Teks Sumber:
Thursday, 22 December 2011

WAKIL RAKYAT NTB DI SENAYAN






Komitmen Dipertanyakan, Fungsi Pengawasan Nol
Sorotan terhadap anggota DPR/DPD RI dari daerah pemilihan (Dapil) NTB menjadi persoalan klasik yang tidak pernah lepas dari pro dan kontra. Khususnya terkait perannya dalam ikut serta membangun daerah. Persoalan ini menjadi salah satu tema dalam diskusi #forumwiken 11 Nopember 2011.
Provinsi NTB memiliki 10 wakil rakyat di DPR RI. Ada juga empat kursi untuk anggota Dewan Perwakilan Daerah (DPD). Jumlah ini cukup besar dibandingkan dua provinsi tetangga, yakni Bali dengan sembilan kursi dan NTT yang hanya memiliki enam kursi. Namun, di pentas nasional, jumlah yang lebih banyak ini tidak menunjukkan hal lebih dibandingkan legislator dari provinsi tetangga.

Nama-nama anggota DPR RI Dapil NTB :
Nanang Samodra KA (Demokrat)
I Wayan Gunastra (Demokrat)
Abdurrahman Abdullah (Demokrat)
Adi Putra Tahir (Golkar)
M Luthfi (Golkar)
Fahri Hamzah (PKS)
Rachmat Hidayat (PDIP)
Sunardi Ayub (Hanura)
Syafruddin (PAN)
Tommy Adrian Firman pengganti Izzul Islam (PPP)

Daftar Tugas:
1. Salin dengan tepat sebagian teks tentang wakil rakyat NTB, mulai dari kata-kata yang memuat "I Wayan Gunastra" dan berhenti setelah "Syafruddin (PAN)".
2. Menurut teks tentang wakil rakyat NTB, berapa kursi DPD yang dimiliki Provinsi NTB?
3. Tulislah lanjutan teks tentang wakil rakyat NTB, dimulai setelah baris terakhir yang ditampilkan.

Data yang Diberikan:
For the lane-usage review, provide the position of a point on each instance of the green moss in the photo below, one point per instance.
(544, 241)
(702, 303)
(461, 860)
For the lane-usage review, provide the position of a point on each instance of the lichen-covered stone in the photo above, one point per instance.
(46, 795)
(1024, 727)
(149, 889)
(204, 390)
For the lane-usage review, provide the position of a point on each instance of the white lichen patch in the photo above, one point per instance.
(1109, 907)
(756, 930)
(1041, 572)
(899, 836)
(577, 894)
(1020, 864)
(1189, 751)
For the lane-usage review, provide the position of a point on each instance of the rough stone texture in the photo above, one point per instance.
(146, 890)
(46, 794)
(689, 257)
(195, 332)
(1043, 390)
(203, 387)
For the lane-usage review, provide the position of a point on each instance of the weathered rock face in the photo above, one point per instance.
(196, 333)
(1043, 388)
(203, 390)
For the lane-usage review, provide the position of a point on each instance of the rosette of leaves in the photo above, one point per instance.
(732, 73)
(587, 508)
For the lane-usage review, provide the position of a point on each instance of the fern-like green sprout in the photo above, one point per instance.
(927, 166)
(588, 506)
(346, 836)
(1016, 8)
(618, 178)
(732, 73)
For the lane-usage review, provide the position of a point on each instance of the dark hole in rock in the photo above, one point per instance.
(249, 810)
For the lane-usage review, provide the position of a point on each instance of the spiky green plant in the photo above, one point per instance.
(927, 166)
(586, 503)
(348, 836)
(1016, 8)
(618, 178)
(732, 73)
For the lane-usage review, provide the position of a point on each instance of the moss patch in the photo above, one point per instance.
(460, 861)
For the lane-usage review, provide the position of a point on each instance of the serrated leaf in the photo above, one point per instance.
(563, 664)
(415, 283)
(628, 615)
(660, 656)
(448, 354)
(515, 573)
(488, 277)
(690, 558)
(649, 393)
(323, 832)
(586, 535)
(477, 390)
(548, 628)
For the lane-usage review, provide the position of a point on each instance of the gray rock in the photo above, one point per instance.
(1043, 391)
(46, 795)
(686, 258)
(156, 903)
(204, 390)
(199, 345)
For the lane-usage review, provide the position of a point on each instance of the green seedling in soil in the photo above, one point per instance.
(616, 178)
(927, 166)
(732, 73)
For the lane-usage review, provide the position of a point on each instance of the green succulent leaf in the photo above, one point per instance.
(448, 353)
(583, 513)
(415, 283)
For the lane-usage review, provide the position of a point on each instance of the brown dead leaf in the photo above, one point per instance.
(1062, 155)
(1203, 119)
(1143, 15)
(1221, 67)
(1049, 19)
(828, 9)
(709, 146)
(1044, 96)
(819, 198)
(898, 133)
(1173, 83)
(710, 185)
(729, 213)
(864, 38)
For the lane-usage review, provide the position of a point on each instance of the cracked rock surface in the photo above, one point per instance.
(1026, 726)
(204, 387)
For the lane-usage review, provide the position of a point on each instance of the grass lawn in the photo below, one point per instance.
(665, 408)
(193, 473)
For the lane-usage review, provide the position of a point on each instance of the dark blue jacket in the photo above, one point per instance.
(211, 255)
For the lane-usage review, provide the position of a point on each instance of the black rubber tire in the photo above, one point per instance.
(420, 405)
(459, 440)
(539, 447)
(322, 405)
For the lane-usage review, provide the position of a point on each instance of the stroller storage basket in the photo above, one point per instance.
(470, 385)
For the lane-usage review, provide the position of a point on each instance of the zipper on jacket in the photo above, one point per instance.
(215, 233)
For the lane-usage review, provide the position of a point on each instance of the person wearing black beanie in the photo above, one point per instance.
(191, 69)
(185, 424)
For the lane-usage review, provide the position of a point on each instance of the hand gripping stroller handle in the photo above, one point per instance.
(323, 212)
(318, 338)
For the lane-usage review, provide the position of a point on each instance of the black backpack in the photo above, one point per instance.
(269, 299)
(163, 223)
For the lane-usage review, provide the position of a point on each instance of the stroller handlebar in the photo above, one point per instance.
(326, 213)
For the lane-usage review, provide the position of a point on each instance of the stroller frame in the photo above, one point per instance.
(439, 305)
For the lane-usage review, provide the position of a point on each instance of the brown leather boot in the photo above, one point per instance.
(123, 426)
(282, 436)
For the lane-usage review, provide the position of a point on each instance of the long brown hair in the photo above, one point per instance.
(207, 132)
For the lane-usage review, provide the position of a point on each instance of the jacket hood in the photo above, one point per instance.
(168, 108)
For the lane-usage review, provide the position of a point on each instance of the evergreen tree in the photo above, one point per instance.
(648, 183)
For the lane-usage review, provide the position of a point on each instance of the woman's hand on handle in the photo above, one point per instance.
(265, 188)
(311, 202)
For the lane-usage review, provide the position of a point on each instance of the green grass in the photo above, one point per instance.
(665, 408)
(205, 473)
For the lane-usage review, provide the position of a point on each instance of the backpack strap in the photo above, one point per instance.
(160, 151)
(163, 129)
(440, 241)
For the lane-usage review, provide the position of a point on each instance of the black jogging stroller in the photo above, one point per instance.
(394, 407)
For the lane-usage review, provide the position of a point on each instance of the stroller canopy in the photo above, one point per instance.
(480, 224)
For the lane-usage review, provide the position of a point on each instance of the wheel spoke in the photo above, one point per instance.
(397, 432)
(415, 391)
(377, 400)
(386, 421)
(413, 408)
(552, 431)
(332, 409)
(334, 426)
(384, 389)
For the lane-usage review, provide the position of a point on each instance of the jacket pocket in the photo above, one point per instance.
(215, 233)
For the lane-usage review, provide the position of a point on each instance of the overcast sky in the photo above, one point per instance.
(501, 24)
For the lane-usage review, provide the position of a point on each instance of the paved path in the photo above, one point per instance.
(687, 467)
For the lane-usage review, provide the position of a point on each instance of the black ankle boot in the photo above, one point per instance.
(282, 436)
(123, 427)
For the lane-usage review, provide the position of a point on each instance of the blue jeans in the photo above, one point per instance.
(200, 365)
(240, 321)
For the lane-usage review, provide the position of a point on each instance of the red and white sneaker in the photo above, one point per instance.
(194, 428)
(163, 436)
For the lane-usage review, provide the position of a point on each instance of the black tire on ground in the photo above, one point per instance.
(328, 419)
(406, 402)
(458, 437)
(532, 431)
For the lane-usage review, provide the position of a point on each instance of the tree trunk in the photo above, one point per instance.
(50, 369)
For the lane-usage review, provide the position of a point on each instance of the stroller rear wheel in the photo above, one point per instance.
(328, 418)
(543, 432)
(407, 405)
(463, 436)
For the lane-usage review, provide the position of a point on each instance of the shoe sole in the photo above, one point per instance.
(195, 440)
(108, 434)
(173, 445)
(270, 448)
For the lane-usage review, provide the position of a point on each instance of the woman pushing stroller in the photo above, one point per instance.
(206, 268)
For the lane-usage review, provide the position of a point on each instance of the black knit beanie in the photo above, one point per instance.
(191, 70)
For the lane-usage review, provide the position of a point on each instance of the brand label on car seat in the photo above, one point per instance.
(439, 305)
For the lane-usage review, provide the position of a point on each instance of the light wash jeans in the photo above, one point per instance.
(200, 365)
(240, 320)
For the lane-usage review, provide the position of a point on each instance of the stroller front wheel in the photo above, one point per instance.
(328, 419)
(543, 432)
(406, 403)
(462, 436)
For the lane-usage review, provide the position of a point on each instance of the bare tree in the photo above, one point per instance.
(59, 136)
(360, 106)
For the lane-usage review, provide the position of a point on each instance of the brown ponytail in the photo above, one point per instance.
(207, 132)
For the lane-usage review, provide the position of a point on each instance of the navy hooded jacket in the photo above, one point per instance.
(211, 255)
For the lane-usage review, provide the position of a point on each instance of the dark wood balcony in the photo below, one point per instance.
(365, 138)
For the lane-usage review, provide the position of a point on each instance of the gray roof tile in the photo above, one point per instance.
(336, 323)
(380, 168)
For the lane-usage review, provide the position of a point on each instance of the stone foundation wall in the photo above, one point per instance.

Jawaban Tiap Tugas:
1.
I Wayan Gunastra (Demokrat)
Abdurrahman Abdullah (Demokrat)
Adi Putra Tahir (Golkar)
M Luthfi (Golkar)
Fahri Hamzah (PKS)
Rachmat Hidayat (PDIP)
Sunardi Ayub (Hanura)
Syafruddin (PAN)

2. Empat kursi.

3.
Nama-nama anggota DPD RI Dapol NTB :
Farouk Muhammad
HL Muhyi Abidin
Bq Diyah Ratu Ganefi
H Supardan

Meskipun jumlah wakil rakyat dari NTB cukup banyak, namun dari sisi anggaran, NTB merupakan salah satu provinsi di urutan bontot yang memiliki kemampuan finansial dan mendapat jatah APBN yang paling sedikit. Padahal, kondisi provinsi ini masih jauh tertinggal dibandingkan provinsi tetangga jika dilihat dari angka-angka statistik. Sehingga tugas budgeting para wakil rakyat yang berasal dari representasi partai politik ini patut dipertanyakan. Tentu tidak fair mengukur kinerja dewan hanya dari keberhasilan menarik anggaran ke daerah. Adanya praktik mafia anggaran serta persoalan pola kerja dewan menjadi alasan yang selalu dikemukakan. Apalagi tidak satupun wakil rakyat dapil NTB duduk di Badan Anggaran DPR RI. Tidak hanya dalam fungsi budgenting, para wakil rakyat tidak menunjukkan hasilnya, tapi juga dari sisi pengawasan anggaran juga tidak dilakukan para wakil rakyat meskipun jelas diamanatkan UU. Sejumlah proyek yang dialokasikan dari APBN di NTB mangkrak. Proyek-proyek baru juga terbilang seret.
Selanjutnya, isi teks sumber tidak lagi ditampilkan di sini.